PROBLEM REQUIREMENTS. Please translate this sentence from the painting forum thread into Spanish: "I ended up going through about a case of caulking and it took me 2 days to get the windows and siding done."

# Painter Basics



## ThreeSistersPainting (Jan 7, 2017)

I am working on an exterior this week, it was done previously this year but as you can see by the picture they missed the bar on stuff. The windows were definitely the most time consuming to remove the bad and replace with the good. 

Boggles my mind to think this kind of work is still out there. I learned this stuff in my first year of painting, its like someone woke up one morning and said I am going to paint houses today.

Fortunately these folks were able to go to court and hire a new painter (me) at no cost to them. I ended up going through about a case of caulking and it took me 2 days to get the windows and siding done. Seeing if anyone else is dealing with sub-standard work??..


----------



## getrex (Feb 13, 2017)

All the time.


----------



## Brushman4 (Oct 18, 2014)

ROWS.
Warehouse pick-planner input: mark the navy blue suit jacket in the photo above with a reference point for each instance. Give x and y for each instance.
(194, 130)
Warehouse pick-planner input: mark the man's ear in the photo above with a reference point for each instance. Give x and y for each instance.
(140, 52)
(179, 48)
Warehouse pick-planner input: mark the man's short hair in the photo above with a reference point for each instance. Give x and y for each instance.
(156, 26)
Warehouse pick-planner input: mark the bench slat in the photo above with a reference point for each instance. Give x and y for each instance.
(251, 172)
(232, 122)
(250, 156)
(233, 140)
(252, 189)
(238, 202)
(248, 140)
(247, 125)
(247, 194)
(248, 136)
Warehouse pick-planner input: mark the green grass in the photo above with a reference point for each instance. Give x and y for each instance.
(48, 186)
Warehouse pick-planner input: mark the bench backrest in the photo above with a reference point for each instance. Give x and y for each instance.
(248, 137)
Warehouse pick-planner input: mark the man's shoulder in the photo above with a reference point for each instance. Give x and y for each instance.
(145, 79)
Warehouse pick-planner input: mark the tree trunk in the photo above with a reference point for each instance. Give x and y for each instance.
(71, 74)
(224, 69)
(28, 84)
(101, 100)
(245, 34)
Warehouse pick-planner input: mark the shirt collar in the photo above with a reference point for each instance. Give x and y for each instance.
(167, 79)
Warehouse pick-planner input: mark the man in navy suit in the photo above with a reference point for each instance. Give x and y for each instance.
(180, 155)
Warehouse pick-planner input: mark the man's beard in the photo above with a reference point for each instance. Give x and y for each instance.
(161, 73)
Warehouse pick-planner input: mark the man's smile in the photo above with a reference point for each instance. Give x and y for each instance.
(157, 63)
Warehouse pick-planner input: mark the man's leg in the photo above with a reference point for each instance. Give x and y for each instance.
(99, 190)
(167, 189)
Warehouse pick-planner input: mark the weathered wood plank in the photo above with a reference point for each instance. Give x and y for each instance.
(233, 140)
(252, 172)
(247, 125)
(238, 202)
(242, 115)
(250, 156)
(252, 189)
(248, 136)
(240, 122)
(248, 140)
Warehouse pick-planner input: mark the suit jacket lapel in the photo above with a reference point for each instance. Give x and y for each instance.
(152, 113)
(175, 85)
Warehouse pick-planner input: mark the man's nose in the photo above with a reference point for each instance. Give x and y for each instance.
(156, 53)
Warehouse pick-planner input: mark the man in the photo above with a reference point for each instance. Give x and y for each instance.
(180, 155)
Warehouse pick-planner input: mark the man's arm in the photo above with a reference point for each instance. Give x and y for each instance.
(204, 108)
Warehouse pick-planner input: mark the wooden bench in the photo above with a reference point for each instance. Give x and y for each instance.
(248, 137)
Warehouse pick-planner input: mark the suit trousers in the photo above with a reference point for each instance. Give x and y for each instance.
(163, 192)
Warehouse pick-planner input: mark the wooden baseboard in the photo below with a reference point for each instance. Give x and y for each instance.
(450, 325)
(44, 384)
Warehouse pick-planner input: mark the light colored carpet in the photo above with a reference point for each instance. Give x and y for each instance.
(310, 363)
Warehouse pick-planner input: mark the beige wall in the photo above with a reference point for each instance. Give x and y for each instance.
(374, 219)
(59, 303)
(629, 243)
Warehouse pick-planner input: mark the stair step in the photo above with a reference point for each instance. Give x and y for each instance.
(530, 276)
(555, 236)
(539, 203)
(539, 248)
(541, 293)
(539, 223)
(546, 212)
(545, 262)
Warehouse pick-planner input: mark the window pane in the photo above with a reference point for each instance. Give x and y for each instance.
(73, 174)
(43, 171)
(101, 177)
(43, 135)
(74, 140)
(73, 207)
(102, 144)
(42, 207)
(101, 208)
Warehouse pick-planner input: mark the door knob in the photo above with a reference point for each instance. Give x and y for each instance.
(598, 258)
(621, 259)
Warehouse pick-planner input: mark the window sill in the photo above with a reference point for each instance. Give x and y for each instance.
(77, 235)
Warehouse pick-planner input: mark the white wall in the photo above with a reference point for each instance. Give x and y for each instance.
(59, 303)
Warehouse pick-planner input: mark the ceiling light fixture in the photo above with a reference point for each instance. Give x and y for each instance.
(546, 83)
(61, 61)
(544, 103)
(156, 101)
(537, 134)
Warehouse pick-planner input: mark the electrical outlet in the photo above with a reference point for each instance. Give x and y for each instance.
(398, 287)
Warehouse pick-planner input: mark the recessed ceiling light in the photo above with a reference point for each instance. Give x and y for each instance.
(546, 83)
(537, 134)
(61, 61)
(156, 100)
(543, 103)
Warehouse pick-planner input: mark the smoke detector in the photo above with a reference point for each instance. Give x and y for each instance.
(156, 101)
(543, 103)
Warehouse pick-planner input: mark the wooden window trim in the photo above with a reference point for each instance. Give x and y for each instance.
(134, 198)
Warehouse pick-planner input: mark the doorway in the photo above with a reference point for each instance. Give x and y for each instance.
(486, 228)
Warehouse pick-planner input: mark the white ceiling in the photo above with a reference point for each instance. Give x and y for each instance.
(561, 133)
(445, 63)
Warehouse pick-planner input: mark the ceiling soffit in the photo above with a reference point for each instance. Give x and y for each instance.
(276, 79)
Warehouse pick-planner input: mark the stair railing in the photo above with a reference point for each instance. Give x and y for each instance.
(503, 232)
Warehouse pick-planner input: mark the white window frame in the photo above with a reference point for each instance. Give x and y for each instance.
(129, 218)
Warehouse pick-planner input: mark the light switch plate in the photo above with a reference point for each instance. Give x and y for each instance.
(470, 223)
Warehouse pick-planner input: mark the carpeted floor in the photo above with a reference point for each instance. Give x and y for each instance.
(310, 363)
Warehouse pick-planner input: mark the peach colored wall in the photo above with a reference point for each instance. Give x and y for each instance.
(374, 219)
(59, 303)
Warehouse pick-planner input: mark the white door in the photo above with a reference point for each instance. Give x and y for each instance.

TASK RESPONSE. Terminé gastando aproximadamente una caja de sellador y me llevó 2 días terminar las ventanas y el revestimiento exterior.